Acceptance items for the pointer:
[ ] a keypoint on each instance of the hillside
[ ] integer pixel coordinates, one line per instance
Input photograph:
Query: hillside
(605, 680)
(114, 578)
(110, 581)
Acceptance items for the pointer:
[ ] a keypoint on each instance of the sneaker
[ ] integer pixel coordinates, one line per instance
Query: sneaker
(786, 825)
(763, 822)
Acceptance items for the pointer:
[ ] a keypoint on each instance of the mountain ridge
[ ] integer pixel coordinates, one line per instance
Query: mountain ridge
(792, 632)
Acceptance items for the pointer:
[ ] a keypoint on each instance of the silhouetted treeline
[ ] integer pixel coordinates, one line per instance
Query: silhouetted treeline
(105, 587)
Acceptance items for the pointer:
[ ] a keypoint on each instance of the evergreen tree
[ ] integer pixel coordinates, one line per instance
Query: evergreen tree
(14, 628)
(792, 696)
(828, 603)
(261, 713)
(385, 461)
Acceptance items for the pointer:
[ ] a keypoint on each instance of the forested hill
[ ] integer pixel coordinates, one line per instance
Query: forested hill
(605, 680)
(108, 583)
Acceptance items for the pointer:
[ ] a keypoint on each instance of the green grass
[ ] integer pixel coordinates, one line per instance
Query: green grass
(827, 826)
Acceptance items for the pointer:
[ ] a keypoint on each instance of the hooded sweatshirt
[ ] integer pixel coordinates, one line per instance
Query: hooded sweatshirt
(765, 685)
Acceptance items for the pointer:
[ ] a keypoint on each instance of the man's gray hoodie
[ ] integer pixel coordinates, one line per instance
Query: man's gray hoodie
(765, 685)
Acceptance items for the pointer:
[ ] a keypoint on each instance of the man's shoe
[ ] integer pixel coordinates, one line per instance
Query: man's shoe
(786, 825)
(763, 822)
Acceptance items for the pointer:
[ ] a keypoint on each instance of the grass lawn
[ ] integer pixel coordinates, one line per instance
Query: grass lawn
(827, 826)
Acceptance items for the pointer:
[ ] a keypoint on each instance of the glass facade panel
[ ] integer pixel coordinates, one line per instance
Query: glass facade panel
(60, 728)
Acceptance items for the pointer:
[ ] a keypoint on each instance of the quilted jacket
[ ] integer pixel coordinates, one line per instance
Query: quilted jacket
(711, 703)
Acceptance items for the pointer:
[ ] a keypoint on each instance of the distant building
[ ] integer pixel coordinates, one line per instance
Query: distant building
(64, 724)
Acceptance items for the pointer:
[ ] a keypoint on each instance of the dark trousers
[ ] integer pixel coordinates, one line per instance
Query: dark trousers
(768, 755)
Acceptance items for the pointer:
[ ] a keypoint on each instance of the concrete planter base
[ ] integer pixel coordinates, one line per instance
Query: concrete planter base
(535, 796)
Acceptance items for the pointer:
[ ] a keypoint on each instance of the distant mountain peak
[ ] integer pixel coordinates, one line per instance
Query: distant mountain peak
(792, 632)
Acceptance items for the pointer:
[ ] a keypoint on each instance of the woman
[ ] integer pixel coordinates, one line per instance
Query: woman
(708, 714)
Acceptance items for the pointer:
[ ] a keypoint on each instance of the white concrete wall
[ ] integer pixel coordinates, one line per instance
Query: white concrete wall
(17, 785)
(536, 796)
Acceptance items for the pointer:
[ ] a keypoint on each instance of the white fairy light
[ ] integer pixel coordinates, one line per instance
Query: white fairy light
----
→ **Exercise objective**
The whole listing above needs to be written out again exactly.

→ **Exercise solution**
Acceptance items for the pointer:
[ ] a keypoint on each instance of the hillside
[ ] integer pixel coordinates, one line per instance
Input photograph:
Query: hillside
(605, 680)
(114, 578)
(110, 581)
Acceptance items for the pointer:
[ ] a keypoint on each instance of the sneaker
[ ] integer pixel coordinates, one line per instance
Query: sneaker
(786, 825)
(763, 822)
Acceptance items for the pointer:
[ ] a keypoint on each instance of the mountain ridge
[ ] integer pixel coordinates, one line per instance
Query: mountain ridge
(792, 632)
Acceptance items for the pointer:
[ ] a keypoint on each instance of the silhouetted treeline
[ ] integer pixel coordinates, one line per instance
Query: silhouetted treeline
(105, 587)
Acceptance items for the pointer:
[ ] a keypoint on each instance of the evergreen tree
[ ] integer pixel coordinates, one line per instance
Query: evergreen tree
(14, 628)
(792, 696)
(828, 603)
(261, 713)
(385, 461)
Acceptance items for the pointer:
[ ] a keypoint on each instance of the forested hill
[ ] integer pixel coordinates, one line per instance
Query: forested hill
(605, 680)
(108, 583)
Acceptance items for the pointer:
[ ] a keypoint on each instance of the green grass
[ ] integer pixel coordinates, one line per instance
Query: green grass
(827, 826)
Acceptance items for the pointer:
[ ] a keypoint on each instance of the hooded sweatshirt
[ ] integer pixel coordinates, one line per instance
Query: hooded sweatshirt
(765, 685)
Acceptance items for the pointer:
[ ] a keypoint on each instance of the man's gray hoodie
[ ] integer pixel coordinates, one line per instance
Query: man's gray hoodie
(765, 685)
Acceptance items for the pointer:
[ ] a keypoint on each instance of the man's shoe
[ ] integer pixel coordinates, one line per instance
Query: man's shoe
(786, 825)
(763, 822)
Acceptance items for the pointer:
[ ] a keypoint on each instance of the grass lawn
[ ] integer pixel coordinates, one line per instance
Query: grass lawn
(827, 826)
Acceptance items for the pointer:
[ ] a keypoint on each instance of the glass facade panel
[ ] integer pixel coordinates, one line per instance
Query: glass facade panel
(60, 728)
Acceptance items for the pointer:
[ ] a keypoint on each instance of the quilted jacket
[ ] integer pixel coordinates, one line per instance
Query: quilted jacket
(711, 703)
Acceptance items for the pointer:
[ ] a keypoint on each instance of the distant building
[ ] integer pixel coordinates, one line per instance
Query: distant building
(64, 724)
Acceptance items for the pointer:
[ ] a keypoint on each instance of the dark trousers
[ ] integer pixel coordinates, one line per instance
Query: dark trousers
(768, 755)
Acceptance items for the pointer:
[ ] a keypoint on each instance of the concrete planter base
[ ] integer pixel coordinates, one line per instance
Query: concrete planter base
(535, 796)
Acceptance items for the pointer:
[ ] a keypoint on each instance of the distant mountain peak
[ ] integer pixel coordinates, one line per instance
Query: distant mountain peak
(792, 632)
Acceptance items for the pointer:
[ ] a keypoint on each instance of the woman
[ ] integer pixel coordinates, one line per instance
Query: woman
(708, 714)
Acceptance items for the pointer:
[ ] a keypoint on each instance of the white concrete wall
[ ] integer pixel coordinates, one line per instance
Query: white concrete wall
(17, 785)
(536, 796)
Acceptance items for the pointer:
[ ] a keypoint on each instance of the white fairy light
[ ] integer pixel coordinates, one line per instance
Query: white fairy light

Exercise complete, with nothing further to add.